- Provided passage -
In such instances the user profile may contain contextual
information that may be of use to CLM 310, e.g., in the
determination of a desired user experience and/or in the generation
of one or more context control messages. For example, in some
embodiments the user profile may contain user context such as user
identity, user preferences, user security level, user settings,
etc., any or all of which may be leveraged by CLM 310 as discussed
below. Of course, other context (e.g., device and environment
context as noted above) may also be included in a user profile.
Alternatively or in addition to a user profile, other data,
applications, etc. stored in memory 204 may provide contextual
information to CLM 310 that may be useful in the generation of a
context control message. Of course, CLM 310 may also obtain useful
contextual information from other sources, such as but not limited
to user inputs, communications from one or more remote devices
(e.g., server 103 or a third party device), combinations thereof,
and the like.
[0049] As noted above, CLM 310 may collect or otherwise obtain
contextual information from a variety of sources. As or once
contextual information is acquired, CLM 310 may analyze the
contextual information to determine contextual streaming and/or
contextual consumption parameters that may be used to affect the
manner in which content is streamed to client 301, and/or the
manner in which content in a received content stream is processed
for consumption by client 301.
[0050] As used herein, the term "streaming parameters" refers to
characteristics of a content stream and/or the content transmitted
therein. Non-limiting examples of streaming parameters include the
bit rate of the content in question, the resolution of the content,
the frames per second of the content, combinations thereof, and the
like. Contextual streaming parameters are streaming parameters that
are determined (e.g., by adaptive logic module 210 or CLM 310)
based at least in part on contextual information.
[0051] In some embodiments and as will be described below,
contextual streaming parameters may be set or otherwise determined
based at least in part on contextual network parameters, which may
be understood as synthetic or artificial network parameters that
are determined (e.g., by CLM 310) based at least in part on
contextual information. In contrast, "actual network parameters"
may be understood to refer to network parameters of an actual
network connection between a client and server, e.g., client 301
and server 103.
[0052] It is further noted that the term "consumption parameters"

- Prompt -
Answer the following questions using the passage on contextual streaming parameters:
1. In what memory may data and applications other than a user profile be stored that provide contextual information to CLM 310?
2. What non-limiting examples of streaming parameters does the passage give?
3. What does the term "actual network parameters" refer to?

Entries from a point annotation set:
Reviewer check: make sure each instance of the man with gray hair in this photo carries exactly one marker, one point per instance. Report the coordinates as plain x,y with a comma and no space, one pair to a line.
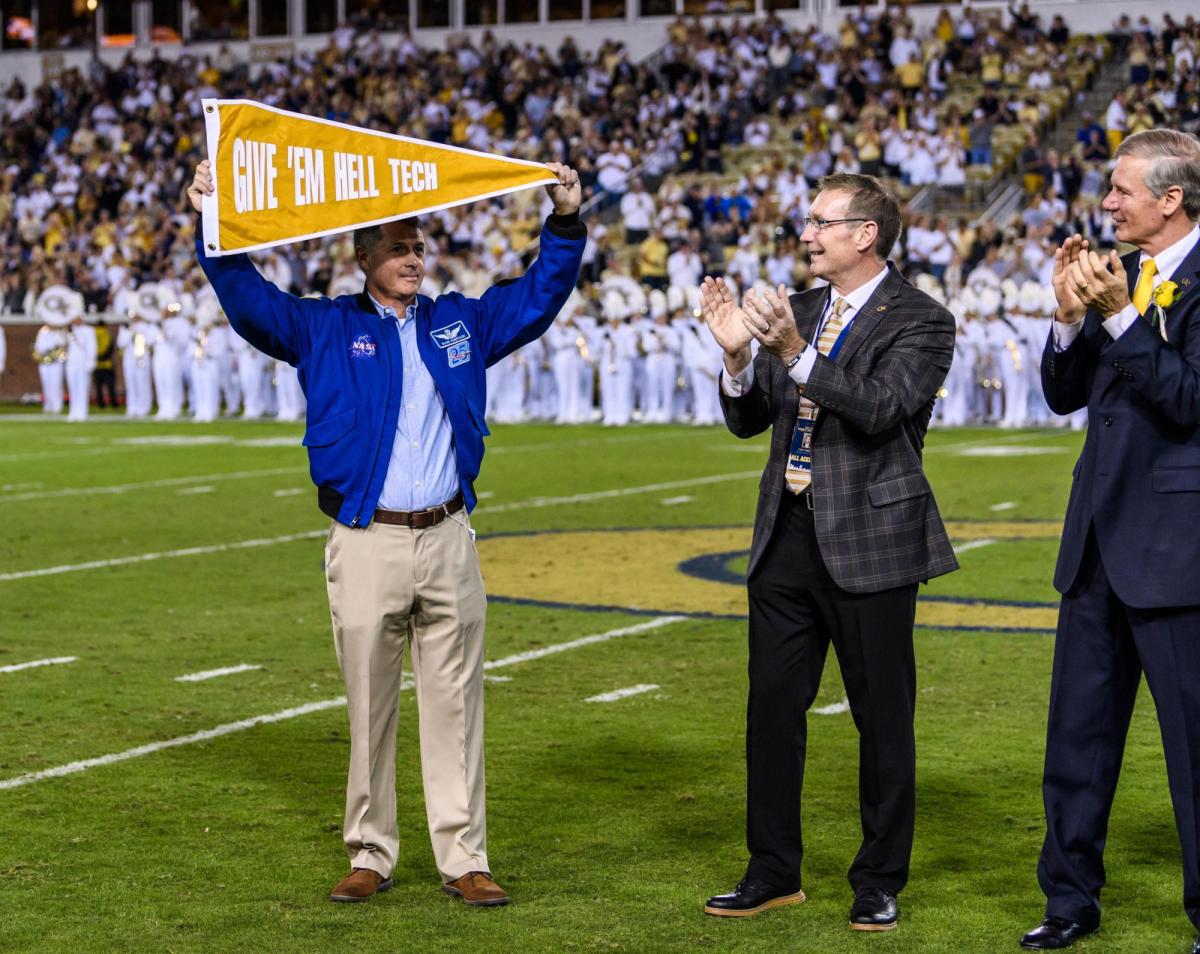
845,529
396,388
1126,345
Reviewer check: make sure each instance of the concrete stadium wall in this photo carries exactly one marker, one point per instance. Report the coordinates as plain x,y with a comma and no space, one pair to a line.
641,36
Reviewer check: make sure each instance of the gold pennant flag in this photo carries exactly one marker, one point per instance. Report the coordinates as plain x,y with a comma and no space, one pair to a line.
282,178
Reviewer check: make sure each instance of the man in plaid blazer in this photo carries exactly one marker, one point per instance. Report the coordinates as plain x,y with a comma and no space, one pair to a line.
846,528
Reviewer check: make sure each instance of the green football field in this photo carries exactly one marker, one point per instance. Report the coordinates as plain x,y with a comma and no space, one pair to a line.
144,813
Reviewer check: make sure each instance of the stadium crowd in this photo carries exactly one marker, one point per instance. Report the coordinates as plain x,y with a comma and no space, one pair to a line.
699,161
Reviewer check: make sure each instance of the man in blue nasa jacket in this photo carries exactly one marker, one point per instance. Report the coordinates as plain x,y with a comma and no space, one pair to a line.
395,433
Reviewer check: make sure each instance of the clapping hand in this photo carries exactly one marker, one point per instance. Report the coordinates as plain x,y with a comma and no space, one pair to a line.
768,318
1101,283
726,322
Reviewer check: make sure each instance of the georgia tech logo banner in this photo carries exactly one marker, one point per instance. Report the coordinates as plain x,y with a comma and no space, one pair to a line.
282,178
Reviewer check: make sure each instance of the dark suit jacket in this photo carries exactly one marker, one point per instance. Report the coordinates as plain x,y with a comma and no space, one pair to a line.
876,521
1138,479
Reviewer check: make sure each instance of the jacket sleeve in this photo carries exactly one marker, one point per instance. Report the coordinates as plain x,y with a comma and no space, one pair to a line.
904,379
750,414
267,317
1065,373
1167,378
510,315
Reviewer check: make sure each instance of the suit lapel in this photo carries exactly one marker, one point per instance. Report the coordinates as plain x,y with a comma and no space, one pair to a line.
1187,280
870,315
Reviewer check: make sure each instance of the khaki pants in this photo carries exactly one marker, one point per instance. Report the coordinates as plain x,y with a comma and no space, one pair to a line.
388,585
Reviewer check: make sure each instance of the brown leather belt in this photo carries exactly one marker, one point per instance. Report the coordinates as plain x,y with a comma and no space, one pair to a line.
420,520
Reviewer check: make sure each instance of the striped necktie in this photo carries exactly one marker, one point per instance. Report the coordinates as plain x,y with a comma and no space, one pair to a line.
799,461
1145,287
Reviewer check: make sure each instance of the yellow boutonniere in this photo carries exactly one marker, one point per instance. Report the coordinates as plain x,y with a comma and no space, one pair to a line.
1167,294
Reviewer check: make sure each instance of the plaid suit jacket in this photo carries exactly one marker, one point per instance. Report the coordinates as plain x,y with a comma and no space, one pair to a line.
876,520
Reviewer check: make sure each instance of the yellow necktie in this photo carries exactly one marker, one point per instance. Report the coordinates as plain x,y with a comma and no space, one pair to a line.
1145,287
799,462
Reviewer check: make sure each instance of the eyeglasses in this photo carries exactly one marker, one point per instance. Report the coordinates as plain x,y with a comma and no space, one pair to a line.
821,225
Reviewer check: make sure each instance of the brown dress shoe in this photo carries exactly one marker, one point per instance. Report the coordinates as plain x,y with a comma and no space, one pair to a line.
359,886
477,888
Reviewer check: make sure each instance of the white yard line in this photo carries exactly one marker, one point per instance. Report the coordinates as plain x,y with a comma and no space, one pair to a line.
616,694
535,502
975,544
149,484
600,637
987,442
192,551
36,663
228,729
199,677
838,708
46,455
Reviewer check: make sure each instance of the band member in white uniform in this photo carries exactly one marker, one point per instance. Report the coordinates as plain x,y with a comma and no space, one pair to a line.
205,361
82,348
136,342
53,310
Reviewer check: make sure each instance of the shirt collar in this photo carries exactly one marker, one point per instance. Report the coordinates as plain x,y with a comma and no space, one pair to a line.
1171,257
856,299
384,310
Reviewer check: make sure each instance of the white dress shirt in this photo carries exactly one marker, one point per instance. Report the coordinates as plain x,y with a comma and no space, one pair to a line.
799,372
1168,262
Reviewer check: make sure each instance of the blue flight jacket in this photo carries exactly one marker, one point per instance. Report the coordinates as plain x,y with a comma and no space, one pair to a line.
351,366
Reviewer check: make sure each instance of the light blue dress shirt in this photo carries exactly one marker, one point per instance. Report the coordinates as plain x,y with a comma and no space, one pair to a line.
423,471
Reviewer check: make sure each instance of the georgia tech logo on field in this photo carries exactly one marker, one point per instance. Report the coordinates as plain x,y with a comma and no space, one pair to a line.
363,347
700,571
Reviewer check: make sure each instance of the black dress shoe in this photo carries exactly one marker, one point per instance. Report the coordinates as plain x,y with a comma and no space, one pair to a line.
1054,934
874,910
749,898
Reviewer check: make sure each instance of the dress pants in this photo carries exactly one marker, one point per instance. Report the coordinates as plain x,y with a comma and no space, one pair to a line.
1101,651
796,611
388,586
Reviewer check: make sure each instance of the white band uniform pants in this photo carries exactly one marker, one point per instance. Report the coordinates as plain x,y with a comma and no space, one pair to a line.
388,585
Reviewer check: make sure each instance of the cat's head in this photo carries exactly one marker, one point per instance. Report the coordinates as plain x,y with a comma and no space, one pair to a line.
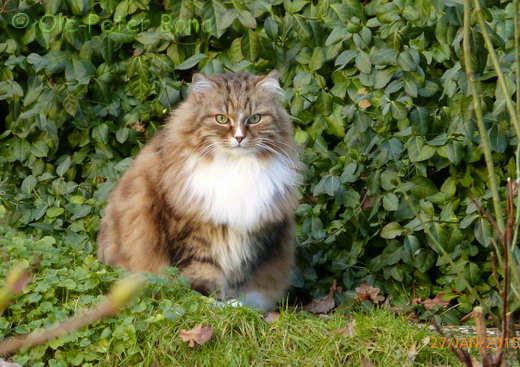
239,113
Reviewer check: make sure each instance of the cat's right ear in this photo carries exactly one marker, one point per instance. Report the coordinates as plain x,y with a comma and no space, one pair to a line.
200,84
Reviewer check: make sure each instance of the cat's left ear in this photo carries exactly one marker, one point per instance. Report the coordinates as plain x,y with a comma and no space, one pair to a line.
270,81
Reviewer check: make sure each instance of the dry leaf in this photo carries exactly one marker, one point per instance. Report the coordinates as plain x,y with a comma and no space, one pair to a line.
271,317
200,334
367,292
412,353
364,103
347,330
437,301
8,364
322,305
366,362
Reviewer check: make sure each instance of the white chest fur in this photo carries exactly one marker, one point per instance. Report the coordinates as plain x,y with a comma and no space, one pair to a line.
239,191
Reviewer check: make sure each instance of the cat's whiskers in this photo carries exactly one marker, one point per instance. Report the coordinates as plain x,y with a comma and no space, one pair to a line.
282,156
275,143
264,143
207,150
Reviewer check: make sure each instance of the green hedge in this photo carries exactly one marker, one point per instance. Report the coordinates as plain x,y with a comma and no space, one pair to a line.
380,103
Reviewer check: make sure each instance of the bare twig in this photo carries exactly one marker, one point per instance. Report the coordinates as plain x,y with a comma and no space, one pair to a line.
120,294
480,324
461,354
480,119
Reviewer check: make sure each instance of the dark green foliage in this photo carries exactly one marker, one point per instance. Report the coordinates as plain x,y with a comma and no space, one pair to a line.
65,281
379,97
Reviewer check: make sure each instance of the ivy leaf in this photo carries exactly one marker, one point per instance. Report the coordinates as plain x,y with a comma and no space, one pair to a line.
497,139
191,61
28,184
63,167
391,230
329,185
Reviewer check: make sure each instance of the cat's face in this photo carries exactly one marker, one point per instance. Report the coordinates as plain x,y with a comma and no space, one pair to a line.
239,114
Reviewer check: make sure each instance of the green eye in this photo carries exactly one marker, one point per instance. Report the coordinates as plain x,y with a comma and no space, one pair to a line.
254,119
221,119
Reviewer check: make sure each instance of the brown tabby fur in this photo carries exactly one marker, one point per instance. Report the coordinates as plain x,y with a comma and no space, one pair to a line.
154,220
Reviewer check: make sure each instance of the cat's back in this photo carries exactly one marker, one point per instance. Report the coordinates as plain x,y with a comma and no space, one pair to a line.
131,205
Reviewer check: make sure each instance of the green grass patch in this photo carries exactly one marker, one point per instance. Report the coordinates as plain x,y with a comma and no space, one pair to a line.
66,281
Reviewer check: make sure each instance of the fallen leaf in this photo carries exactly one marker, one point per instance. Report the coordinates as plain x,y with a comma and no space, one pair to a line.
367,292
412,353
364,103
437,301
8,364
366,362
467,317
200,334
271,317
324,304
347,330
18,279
* * *
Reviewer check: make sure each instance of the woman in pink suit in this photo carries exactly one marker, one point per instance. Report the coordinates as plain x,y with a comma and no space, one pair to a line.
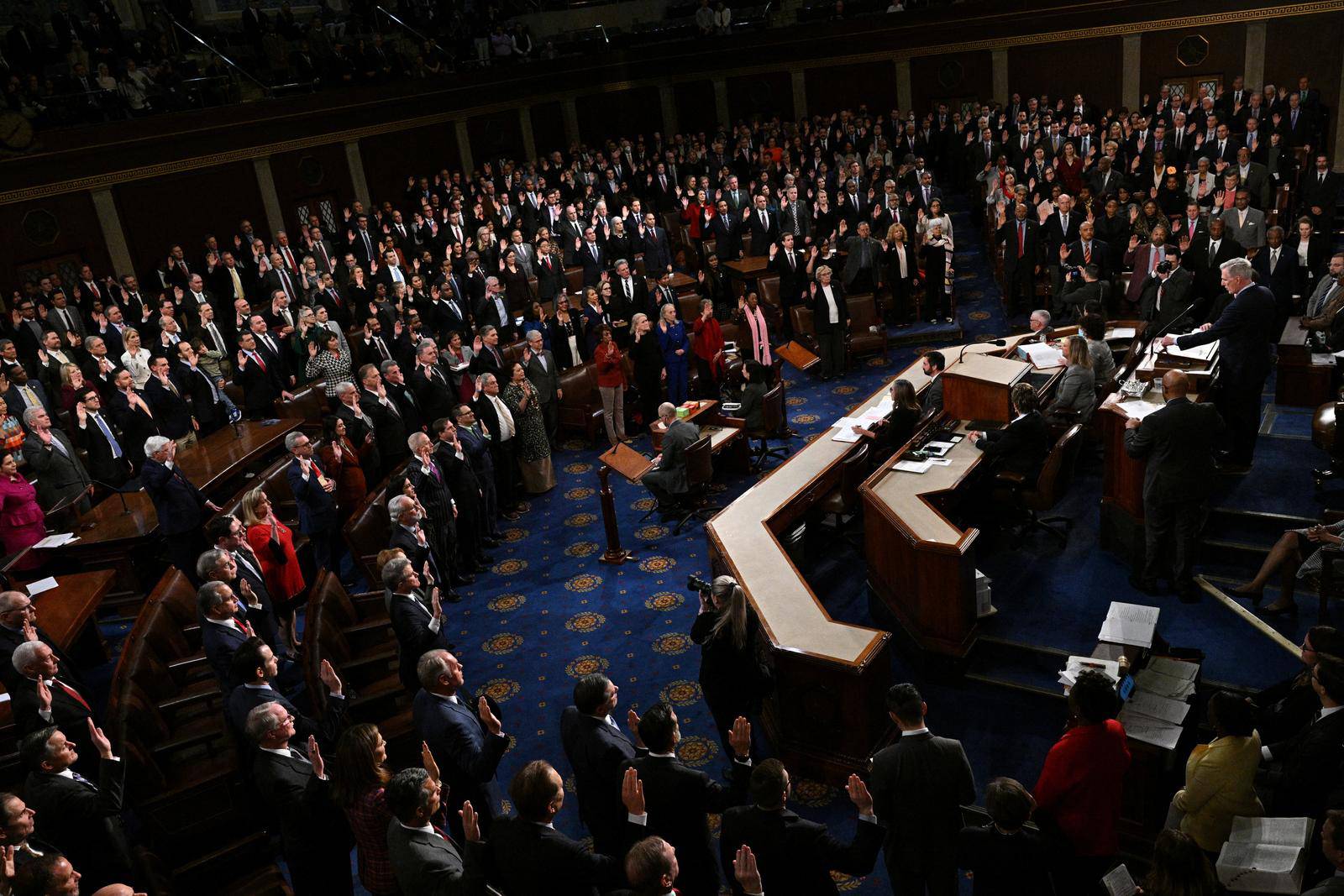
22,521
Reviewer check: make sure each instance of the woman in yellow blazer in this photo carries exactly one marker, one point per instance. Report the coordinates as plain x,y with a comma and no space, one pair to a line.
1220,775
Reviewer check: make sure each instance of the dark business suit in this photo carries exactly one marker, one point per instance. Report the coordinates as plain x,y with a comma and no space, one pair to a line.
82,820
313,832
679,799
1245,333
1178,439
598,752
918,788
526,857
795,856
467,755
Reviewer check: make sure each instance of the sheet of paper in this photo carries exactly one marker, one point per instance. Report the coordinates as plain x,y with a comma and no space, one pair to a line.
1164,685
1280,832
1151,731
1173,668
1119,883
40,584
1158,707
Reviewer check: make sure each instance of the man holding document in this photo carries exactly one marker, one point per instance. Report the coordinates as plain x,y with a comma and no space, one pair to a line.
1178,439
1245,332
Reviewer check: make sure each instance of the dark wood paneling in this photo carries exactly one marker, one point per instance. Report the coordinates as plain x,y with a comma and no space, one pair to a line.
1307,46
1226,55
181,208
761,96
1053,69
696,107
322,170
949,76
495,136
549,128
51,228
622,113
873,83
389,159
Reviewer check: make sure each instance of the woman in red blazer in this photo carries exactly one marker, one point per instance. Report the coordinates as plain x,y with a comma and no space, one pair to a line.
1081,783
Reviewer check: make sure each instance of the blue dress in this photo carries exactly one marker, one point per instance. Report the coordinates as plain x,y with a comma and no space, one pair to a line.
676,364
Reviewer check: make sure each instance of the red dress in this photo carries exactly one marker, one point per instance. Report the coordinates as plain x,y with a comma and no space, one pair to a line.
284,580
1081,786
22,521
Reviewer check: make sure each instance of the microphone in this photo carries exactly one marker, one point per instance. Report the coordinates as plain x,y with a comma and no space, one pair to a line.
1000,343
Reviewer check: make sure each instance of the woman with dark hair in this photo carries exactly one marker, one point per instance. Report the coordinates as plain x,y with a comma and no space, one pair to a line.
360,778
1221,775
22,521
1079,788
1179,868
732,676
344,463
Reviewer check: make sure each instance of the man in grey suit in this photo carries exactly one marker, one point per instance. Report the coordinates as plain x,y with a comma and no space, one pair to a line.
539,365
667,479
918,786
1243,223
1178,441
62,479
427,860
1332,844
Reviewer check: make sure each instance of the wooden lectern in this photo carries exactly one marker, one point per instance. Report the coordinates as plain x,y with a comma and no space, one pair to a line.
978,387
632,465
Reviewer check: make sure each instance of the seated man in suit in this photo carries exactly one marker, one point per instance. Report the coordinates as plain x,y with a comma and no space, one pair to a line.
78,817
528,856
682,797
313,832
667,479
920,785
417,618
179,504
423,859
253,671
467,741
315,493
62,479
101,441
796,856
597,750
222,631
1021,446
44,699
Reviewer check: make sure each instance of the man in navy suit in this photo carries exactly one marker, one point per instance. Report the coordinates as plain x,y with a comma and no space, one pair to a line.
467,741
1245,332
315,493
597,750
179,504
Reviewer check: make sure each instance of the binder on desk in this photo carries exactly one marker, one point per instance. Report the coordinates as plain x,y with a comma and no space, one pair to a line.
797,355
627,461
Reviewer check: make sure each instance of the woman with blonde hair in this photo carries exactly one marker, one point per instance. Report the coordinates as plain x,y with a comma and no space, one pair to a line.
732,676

- Solution to the exercise -
1. Memory 204.
2. The bit rate of the content, the resolution of the content, the frames per second of the content, and combinations thereof.
3. Network parameters of an actual network connection between a client and server, such as client 301 and server 103.